> _Activity_
Work through the data and report how many lines include the string "dark", giving the number alone.

Collected data entries
>>>

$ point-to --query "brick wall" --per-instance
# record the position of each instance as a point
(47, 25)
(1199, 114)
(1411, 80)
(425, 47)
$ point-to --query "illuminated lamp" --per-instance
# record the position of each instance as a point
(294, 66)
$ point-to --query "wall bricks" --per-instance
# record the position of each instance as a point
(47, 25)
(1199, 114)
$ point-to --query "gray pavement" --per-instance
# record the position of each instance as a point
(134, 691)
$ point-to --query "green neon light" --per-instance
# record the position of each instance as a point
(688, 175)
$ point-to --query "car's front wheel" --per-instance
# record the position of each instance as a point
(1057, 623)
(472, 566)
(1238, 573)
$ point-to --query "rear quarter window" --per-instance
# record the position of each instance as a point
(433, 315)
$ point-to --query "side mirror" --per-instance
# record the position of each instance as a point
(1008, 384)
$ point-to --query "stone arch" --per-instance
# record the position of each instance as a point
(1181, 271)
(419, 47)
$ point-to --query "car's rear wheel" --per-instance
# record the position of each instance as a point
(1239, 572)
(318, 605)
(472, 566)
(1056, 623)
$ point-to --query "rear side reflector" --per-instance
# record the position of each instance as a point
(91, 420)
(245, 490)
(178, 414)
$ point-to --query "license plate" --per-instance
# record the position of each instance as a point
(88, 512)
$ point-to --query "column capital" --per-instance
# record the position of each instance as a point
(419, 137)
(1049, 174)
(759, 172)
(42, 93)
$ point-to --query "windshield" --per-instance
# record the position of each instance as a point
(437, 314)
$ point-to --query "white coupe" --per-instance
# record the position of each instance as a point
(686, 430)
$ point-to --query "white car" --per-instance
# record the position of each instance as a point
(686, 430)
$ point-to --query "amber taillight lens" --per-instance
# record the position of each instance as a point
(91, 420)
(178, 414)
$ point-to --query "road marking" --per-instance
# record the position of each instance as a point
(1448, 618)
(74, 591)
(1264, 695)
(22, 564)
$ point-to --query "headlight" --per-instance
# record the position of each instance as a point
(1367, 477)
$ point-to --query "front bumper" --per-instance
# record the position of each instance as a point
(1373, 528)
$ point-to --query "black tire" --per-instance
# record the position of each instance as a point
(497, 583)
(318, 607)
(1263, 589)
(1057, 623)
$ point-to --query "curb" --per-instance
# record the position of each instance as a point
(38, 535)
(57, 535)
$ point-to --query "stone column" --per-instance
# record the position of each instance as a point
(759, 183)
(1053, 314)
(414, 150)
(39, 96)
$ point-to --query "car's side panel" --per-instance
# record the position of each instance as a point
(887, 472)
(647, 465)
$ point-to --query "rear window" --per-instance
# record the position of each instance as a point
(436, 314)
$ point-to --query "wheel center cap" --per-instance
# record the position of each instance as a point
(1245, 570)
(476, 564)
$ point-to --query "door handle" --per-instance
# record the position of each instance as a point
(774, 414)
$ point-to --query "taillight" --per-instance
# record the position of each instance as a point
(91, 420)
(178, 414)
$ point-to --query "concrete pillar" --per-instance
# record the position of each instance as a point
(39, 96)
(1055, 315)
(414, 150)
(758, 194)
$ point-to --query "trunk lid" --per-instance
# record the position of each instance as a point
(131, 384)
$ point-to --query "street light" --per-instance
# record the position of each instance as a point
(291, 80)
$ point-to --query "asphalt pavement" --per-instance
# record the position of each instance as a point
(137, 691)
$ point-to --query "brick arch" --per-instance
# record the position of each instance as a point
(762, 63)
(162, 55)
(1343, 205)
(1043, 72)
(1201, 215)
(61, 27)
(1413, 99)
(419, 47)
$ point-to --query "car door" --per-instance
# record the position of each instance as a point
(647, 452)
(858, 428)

<<<
>>>

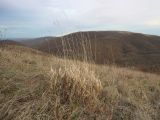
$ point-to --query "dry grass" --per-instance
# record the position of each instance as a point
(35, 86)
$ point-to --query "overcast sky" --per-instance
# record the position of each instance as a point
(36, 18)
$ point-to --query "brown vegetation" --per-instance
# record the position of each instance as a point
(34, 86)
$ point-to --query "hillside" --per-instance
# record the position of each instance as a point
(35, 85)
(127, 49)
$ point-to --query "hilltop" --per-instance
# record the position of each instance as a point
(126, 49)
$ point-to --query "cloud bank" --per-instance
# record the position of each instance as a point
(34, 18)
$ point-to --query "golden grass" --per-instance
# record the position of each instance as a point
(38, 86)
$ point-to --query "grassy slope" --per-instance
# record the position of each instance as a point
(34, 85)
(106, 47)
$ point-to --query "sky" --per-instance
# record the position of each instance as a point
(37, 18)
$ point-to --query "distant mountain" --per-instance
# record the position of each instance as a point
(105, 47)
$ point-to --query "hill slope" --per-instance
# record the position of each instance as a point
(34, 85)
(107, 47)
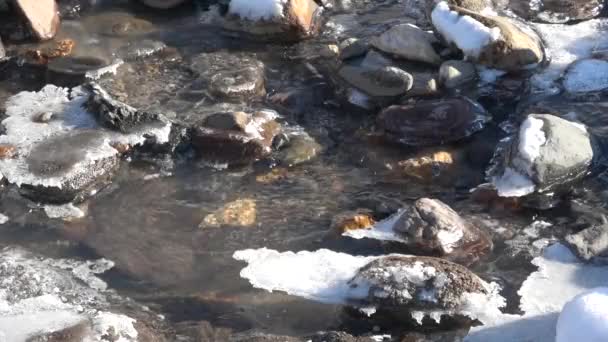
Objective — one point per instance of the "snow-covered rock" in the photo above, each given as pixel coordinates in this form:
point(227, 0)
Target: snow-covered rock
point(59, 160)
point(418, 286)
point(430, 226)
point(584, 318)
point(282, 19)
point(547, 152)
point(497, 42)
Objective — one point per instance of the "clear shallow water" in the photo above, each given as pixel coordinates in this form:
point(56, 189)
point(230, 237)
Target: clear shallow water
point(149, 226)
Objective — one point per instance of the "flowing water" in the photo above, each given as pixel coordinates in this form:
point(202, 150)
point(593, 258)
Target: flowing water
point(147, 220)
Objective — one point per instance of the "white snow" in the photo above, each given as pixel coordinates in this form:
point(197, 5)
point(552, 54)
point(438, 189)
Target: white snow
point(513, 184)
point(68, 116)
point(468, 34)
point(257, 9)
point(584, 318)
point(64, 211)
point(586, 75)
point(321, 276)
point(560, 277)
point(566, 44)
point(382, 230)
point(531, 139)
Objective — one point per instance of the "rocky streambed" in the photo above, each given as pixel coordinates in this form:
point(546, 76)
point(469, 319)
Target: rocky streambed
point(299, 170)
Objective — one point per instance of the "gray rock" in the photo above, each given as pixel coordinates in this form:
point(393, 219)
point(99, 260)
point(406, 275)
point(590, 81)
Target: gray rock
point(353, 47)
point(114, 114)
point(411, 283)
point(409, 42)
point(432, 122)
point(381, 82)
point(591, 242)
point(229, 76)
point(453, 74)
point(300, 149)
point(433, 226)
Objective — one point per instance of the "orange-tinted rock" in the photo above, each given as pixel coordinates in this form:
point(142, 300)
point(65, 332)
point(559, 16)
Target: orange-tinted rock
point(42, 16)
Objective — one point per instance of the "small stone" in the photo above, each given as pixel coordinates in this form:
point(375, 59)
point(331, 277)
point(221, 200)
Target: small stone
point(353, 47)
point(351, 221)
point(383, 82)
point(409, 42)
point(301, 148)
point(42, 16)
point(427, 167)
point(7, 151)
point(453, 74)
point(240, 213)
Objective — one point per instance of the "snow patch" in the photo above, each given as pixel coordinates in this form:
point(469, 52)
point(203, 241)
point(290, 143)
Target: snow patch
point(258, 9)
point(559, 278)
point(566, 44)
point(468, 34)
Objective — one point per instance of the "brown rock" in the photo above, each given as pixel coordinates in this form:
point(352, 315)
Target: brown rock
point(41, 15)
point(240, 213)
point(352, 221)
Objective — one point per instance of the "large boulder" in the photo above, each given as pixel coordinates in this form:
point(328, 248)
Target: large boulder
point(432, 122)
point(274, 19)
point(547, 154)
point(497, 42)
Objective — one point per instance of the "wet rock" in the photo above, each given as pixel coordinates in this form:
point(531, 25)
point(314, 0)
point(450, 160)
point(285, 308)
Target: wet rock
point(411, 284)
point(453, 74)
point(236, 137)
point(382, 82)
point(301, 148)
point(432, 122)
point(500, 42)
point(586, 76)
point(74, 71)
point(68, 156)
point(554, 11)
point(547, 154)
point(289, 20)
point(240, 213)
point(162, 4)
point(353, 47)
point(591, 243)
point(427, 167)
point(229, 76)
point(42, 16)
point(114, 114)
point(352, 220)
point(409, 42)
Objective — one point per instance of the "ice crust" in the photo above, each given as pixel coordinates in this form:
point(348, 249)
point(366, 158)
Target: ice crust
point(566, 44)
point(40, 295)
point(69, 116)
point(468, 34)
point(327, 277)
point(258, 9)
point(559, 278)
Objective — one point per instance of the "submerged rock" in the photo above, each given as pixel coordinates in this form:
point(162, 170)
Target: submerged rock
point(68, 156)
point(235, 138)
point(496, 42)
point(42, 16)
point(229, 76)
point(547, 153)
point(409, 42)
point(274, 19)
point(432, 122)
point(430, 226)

<<<
>>>

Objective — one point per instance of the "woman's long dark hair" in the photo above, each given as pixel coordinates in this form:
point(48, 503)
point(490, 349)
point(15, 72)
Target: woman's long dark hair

<<<

> _Task result_
2